• _Problem requirements_:
What's needed is a full, exact retyping of the records.

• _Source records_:
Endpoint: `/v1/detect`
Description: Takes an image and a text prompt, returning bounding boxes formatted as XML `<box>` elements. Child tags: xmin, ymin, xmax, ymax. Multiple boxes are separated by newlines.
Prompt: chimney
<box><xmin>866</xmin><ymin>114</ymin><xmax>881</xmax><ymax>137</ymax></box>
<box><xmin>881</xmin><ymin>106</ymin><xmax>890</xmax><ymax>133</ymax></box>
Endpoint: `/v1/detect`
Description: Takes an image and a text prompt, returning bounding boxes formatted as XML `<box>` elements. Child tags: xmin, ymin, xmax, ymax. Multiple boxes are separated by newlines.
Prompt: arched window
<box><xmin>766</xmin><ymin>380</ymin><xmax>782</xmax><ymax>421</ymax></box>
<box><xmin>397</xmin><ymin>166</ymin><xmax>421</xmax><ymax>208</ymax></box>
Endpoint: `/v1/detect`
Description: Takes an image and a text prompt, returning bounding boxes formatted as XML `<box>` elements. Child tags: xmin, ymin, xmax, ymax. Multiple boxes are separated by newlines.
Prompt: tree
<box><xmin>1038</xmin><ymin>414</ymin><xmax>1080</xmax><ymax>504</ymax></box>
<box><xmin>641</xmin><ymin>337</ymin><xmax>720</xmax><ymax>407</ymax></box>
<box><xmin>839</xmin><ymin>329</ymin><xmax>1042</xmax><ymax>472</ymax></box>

• _Result of the exercise_:
Endpoint: `/v1/detect`
Description: Takes an image and a text prompt, returning bounding boxes formatted as XML `<box>` elements. Child tags: xmin, ymin, xmax, ymax. Multiple boxes are separated by newlines.
Prompt: chimney
<box><xmin>866</xmin><ymin>114</ymin><xmax>881</xmax><ymax>137</ymax></box>
<box><xmin>881</xmin><ymin>106</ymin><xmax>890</xmax><ymax>133</ymax></box>
Endpoint: `/v1/detect`
Description: Takes an image and a text prompt, returning bounding boxes formatted as XML `<box>` elements. Child tags: xmin, ymin, xmax, ymax. Multiple boxes are separated by newlines.
Prompt: arched window
<box><xmin>766</xmin><ymin>380</ymin><xmax>782</xmax><ymax>421</ymax></box>
<box><xmin>397</xmin><ymin>166</ymin><xmax>421</xmax><ymax>208</ymax></box>
Endpoint: `/v1/detect`
Description: Takes an image and a text prompt, returning bounding boxes formatted as XML `<box>` elements. Child tags: xmin, ymin, xmax, ymax. Multiple boxes are separated by newlines.
Prompt: tree
<box><xmin>1038</xmin><ymin>414</ymin><xmax>1080</xmax><ymax>504</ymax></box>
<box><xmin>641</xmin><ymin>337</ymin><xmax>720</xmax><ymax>407</ymax></box>
<box><xmin>839</xmin><ymin>329</ymin><xmax>1042</xmax><ymax>472</ymax></box>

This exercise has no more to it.